What is being asked
Collect every line of the data below that contains the word "door", and list those lines.

Exercise data
++++++++++

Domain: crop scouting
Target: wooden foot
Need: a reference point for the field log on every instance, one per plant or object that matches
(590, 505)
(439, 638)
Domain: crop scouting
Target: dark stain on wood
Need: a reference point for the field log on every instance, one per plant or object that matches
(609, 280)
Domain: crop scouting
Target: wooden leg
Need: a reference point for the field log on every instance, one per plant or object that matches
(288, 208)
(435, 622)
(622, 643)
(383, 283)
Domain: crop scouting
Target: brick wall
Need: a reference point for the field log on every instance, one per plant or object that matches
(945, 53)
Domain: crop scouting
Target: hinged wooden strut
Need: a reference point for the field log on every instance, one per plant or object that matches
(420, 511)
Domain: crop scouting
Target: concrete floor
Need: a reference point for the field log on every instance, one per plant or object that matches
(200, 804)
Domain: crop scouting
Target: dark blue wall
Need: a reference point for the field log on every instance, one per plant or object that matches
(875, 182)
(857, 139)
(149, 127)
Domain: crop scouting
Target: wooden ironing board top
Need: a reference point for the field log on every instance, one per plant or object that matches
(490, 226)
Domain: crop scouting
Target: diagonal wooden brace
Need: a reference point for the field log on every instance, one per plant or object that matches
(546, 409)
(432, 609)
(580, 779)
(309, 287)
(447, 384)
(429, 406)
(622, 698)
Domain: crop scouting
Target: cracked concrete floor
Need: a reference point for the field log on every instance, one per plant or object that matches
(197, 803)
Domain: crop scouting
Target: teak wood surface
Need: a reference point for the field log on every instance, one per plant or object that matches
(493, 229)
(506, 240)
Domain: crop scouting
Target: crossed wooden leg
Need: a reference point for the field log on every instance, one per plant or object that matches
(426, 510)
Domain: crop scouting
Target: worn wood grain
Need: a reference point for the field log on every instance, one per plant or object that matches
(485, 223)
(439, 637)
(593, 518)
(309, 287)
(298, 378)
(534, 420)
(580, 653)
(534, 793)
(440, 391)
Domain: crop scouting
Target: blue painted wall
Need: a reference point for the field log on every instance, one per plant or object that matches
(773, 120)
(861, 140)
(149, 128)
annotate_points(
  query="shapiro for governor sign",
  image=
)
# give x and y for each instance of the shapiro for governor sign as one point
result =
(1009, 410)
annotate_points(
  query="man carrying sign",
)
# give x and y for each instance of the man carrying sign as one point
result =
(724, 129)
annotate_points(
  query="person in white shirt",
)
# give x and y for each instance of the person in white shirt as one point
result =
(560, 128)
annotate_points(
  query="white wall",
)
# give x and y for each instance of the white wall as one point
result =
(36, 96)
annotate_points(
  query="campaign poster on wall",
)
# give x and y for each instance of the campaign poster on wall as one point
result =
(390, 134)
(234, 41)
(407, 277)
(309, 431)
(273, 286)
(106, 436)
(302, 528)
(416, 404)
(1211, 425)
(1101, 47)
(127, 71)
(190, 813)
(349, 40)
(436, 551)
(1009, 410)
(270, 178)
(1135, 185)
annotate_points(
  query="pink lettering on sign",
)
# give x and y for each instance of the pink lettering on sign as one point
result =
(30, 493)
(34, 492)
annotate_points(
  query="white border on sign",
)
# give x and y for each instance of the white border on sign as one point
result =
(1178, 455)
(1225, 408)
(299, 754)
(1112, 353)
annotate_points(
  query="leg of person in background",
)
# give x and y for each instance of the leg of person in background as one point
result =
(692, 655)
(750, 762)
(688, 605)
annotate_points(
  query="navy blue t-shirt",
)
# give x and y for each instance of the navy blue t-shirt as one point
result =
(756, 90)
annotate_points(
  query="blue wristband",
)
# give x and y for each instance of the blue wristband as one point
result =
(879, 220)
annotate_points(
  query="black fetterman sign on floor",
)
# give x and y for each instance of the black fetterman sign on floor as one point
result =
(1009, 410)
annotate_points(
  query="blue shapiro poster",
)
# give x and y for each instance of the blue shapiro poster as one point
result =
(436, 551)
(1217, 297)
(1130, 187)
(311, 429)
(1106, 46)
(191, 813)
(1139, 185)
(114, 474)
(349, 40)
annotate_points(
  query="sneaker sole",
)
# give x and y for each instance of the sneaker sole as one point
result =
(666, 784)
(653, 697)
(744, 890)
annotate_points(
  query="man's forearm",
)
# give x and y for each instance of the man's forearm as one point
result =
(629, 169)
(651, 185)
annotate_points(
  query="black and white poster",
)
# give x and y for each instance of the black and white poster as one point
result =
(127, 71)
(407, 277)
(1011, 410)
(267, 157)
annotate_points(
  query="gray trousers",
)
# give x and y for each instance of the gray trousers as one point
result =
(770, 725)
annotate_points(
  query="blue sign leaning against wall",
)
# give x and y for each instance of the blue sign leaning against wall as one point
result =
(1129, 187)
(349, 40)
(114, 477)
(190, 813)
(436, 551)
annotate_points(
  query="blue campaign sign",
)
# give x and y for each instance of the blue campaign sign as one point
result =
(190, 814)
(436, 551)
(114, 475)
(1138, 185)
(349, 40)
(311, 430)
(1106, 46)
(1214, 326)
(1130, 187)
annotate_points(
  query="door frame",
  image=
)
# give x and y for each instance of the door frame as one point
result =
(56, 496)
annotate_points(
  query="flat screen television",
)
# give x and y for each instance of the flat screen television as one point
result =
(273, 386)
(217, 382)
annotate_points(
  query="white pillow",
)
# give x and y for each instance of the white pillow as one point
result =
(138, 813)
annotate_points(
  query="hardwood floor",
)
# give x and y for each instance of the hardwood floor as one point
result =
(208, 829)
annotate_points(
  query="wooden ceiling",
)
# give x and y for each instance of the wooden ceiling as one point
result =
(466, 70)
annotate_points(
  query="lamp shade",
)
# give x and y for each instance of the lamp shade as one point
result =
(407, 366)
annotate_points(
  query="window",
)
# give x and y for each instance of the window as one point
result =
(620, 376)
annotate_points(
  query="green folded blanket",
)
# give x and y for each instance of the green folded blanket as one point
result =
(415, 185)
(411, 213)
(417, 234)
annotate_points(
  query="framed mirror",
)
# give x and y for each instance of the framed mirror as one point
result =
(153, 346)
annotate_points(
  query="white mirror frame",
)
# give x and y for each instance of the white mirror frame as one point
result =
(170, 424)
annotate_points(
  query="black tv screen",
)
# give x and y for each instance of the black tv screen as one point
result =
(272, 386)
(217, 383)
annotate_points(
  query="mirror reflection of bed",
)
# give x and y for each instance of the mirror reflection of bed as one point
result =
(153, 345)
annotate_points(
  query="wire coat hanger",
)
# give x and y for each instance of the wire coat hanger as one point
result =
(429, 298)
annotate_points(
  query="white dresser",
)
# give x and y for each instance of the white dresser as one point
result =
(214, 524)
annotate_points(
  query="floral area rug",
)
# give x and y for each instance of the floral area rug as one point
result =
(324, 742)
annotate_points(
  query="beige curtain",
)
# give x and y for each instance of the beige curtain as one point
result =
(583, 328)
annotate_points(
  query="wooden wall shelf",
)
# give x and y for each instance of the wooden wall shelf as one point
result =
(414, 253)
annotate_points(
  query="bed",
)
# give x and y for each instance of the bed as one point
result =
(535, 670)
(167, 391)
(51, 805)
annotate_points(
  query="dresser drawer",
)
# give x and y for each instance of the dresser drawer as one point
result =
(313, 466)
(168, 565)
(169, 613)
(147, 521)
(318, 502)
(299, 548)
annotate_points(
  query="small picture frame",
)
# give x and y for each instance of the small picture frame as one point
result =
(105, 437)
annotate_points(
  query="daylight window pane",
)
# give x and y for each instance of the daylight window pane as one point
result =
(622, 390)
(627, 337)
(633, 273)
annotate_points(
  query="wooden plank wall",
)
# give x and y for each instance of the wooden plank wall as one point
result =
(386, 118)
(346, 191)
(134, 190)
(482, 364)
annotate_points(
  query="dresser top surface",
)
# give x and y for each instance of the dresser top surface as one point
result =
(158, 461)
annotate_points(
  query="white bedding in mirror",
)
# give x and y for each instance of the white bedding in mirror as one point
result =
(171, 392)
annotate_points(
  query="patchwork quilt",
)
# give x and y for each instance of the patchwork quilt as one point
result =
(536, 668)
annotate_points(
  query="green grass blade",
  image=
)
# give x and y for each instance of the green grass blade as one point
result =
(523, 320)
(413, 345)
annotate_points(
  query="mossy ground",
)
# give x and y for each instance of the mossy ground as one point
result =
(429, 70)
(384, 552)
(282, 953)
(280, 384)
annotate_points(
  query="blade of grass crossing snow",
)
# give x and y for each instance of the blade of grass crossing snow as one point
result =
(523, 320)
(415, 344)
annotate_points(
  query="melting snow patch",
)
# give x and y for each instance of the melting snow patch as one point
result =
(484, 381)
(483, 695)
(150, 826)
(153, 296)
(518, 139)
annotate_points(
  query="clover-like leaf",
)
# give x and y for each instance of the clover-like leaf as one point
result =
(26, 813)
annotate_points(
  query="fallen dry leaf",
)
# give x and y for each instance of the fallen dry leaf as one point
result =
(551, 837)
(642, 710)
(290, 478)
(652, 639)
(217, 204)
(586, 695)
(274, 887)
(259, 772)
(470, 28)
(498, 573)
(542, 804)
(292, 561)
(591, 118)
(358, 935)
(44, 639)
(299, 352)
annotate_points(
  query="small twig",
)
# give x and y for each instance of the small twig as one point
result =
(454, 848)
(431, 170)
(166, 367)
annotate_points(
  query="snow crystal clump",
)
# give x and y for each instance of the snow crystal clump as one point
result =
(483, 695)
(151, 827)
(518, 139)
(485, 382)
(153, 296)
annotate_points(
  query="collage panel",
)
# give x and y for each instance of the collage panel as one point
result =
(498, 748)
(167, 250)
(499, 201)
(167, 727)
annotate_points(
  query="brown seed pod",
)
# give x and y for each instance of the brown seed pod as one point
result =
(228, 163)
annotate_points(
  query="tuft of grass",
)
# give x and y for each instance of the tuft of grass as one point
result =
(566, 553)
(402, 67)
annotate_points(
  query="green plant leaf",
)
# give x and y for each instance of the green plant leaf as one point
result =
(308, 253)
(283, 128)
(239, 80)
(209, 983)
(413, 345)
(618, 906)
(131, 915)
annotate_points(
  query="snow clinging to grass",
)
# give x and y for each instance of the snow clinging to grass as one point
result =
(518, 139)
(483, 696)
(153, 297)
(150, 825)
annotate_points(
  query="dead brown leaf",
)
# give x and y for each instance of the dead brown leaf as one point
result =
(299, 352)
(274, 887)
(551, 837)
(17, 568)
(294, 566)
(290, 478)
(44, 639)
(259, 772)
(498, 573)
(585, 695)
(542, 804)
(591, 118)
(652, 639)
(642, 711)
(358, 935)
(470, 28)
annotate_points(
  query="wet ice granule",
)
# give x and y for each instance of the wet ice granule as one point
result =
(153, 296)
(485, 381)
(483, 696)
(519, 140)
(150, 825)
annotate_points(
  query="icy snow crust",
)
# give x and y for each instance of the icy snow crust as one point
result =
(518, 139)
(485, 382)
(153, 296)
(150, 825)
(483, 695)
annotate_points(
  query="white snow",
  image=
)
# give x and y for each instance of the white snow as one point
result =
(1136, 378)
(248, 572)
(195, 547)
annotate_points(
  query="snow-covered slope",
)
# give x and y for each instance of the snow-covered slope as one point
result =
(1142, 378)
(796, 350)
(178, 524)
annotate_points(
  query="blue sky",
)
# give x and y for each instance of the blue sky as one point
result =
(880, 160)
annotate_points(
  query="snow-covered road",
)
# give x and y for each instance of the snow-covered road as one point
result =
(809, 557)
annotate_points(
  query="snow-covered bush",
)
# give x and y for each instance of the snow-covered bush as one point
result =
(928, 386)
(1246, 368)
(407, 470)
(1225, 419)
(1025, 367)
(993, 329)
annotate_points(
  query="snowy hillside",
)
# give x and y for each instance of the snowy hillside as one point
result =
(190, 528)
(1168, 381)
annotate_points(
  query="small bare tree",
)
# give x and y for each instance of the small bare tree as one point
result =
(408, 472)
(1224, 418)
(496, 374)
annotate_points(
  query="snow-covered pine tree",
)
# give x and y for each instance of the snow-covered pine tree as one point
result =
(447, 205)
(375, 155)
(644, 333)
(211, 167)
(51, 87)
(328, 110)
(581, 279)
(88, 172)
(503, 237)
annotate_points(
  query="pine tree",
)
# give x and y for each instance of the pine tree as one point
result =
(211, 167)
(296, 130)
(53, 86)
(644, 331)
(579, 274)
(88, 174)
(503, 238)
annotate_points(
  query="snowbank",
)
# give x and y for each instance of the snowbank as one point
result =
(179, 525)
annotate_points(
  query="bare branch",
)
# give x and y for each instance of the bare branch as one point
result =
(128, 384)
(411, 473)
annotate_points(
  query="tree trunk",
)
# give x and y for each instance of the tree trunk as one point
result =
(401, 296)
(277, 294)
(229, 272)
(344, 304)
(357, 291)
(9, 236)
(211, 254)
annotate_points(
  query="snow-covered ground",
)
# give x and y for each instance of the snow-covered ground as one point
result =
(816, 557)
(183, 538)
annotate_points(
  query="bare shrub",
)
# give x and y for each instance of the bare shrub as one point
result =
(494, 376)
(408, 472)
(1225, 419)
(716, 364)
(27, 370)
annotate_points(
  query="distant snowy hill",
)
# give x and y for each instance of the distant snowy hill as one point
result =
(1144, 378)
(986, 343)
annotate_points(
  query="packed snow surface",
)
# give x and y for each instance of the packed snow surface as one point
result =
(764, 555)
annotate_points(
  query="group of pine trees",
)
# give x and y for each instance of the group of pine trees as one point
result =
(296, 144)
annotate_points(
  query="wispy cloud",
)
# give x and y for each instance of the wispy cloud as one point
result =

++++++++++

Answer to the problem
  query="door frame",
# give x and y for each instance of the door frame as one point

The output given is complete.